___ Testo estratto ___
Io non conoscevo quei due youtuber. Non li avevo mai sentiti nominare. Ero in vacanza, scrivevo pochissimo, i social li guardavo la sera, prima di addormentarmi o nei tempi morti della vacanza, cioè mai. Si chiamavano Arcade Boyz, ai tempi 200.000 follower, non pochi. Il loro mestiere non mi era chiaro, la home era una specie di minestrone di video con frasi volgari o aggressive in evidenza, rivolte soprattutto a rapper. Poi, leggendo il titolo col mio nome, capii.

Il giorno prima avevo fatto una battuta ironica sul rapper Gue Pequeno, che aveva pubblicato per sbaglio una sua foto intima su Instagram. Nulla per cui Gue Pequeno se la fosse presa, anzi, ricordo anche un suo like o una sua risposta spiritosa su Twitter. I due youtuber novaresi, che nella vita si chiamano Eduardo Turco e Daniele Fadda e che ai tempi avevano ampiamente superato l’adolescenza (oggi hanno 32 e 38 anni), mi dedicavano 10 minuti di insulti osceni, sessisti, volgari con la seguente premessa scritta: “Facciamo satira con la libertà di espressione garantita dall’articolo 21 della Costituzione. Questi video hanno scopo di intrattenimento. Chiunque non capisca questo genere di COMICITÀ è PREGATO DI NON GUARDARE”.

Dunque, erano convinti di essere Louis C.K.. Apro il video e non credo a quello che sento. Per fortuna l’autista era indiano, perché se avesse ascoltato capendo quello che dicevano i due lord, mi sarei vergognata. Premettevano che erano usciti dei loro gadget e ne approfittavano per farsi un po’ di pubblicità. Poi passavano a me. Dicevano, ridendo, che avevo fatto una battuta sul rapper Gue che manda video hot, Eduardo aggiungeva divertito che lui mandava video alle sedicenni già quando non era mainstream. E già qui.

Passavano a me: “Selvaggia Lucarelli che cazzo parli, a fare la buonista. (…) Ora mi arrivano le denunce. Vieni a papparci sui nostri modesti angeli visto che parli tanto, così ti si congela la faccia dalla bamba e non parli più. (…) Per me non scopi perché non sei la figa che ti credi. Ogni volta che c’è una foto di cazzi, fighe, porno ci sei in mezzo te. Dai 20 euro a un negro e te la fai trapanare anche te, almeno smetti di romperci i coglioni. Vuoi vedermi il cazzo? Se vuoi te lo faccio vedere così ti levi ‘sto sfizio, hai rotto il cazzo. Stai sul tuo blog di merda, hai rotto il cazzo”.
___
:: Consegna a ::
Riporta tutte le righe dei record in cui compare la parola "instance".
___ Materiale fornito ___
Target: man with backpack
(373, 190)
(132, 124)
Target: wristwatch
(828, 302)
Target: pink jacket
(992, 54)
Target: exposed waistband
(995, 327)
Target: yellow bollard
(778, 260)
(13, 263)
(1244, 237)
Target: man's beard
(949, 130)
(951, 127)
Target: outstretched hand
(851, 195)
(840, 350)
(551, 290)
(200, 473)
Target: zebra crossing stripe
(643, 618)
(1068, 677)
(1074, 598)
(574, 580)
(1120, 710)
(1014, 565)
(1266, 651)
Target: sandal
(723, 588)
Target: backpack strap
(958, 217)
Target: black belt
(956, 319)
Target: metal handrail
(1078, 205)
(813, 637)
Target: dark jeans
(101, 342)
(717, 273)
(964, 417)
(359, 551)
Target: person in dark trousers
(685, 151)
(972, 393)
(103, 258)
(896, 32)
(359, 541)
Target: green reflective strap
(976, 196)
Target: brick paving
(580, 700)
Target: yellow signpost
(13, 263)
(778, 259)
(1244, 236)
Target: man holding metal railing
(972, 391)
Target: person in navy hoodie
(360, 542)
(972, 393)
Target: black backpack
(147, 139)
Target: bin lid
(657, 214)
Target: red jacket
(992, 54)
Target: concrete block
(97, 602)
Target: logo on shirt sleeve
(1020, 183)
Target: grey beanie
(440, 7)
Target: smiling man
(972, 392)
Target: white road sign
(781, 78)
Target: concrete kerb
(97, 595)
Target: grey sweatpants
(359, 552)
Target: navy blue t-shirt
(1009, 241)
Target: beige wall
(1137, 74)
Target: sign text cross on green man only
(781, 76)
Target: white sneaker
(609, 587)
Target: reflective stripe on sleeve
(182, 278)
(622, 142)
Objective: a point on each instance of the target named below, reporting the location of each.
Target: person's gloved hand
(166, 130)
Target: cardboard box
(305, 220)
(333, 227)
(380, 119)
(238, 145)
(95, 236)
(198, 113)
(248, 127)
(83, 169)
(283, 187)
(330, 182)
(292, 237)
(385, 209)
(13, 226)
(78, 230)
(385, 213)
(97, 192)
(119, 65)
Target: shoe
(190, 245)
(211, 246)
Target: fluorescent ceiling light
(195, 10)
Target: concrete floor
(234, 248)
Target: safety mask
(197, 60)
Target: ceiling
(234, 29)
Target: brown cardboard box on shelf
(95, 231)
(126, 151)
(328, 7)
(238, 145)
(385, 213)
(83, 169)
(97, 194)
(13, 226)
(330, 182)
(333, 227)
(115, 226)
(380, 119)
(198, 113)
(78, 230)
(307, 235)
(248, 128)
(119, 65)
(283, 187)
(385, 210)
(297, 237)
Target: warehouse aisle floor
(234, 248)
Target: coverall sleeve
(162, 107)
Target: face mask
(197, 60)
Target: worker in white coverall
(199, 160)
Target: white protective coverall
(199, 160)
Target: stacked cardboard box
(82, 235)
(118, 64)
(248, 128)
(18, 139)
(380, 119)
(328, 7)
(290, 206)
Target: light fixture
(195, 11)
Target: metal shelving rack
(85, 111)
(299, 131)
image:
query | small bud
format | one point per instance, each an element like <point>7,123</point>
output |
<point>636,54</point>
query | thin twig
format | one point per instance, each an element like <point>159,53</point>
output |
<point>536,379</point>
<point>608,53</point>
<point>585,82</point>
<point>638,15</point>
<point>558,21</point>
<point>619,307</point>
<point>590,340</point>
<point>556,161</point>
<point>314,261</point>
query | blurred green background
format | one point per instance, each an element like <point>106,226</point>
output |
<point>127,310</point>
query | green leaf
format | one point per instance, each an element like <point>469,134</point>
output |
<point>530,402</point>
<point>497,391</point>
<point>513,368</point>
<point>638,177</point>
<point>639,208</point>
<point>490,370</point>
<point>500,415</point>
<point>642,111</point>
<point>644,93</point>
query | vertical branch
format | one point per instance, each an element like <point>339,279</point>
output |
___
:: Consegna b ::
Per ciascuna affermazione indica se concorda con il testo sugli youtuber Arcade Boyz, rispondendo sì o no e citando le parole decisive del testo: (i) all'epoca gli Arcade Boyz avevano 200.000 follower; (ii) Gue Pequeno si era offeso per la battuta; (iii) l'autista era italiano.

:: Risultato atteso a ::
Objective: a point on each instance of the target named below, reporting the location of each.
format | one point per instance, each an element like <point>7,123</point>
format | one point per instance, each an element like <point>159,53</point>
format | one point per instance, each an element like <point>106,226</point>
format | one point per instance, each an element like <point>469,134</point>
format | one point per instance, each an element like <point>339,279</point>

:: Risultato atteso b ::
(i) Sì: "Si chiamavano Arcade Boyz, ai tempi 200.000 follower, non pochi."
(ii) No: "Nulla per cui Gue Pequeno se la fosse presa"
(iii) No: "Per fortuna l’autista era indiano"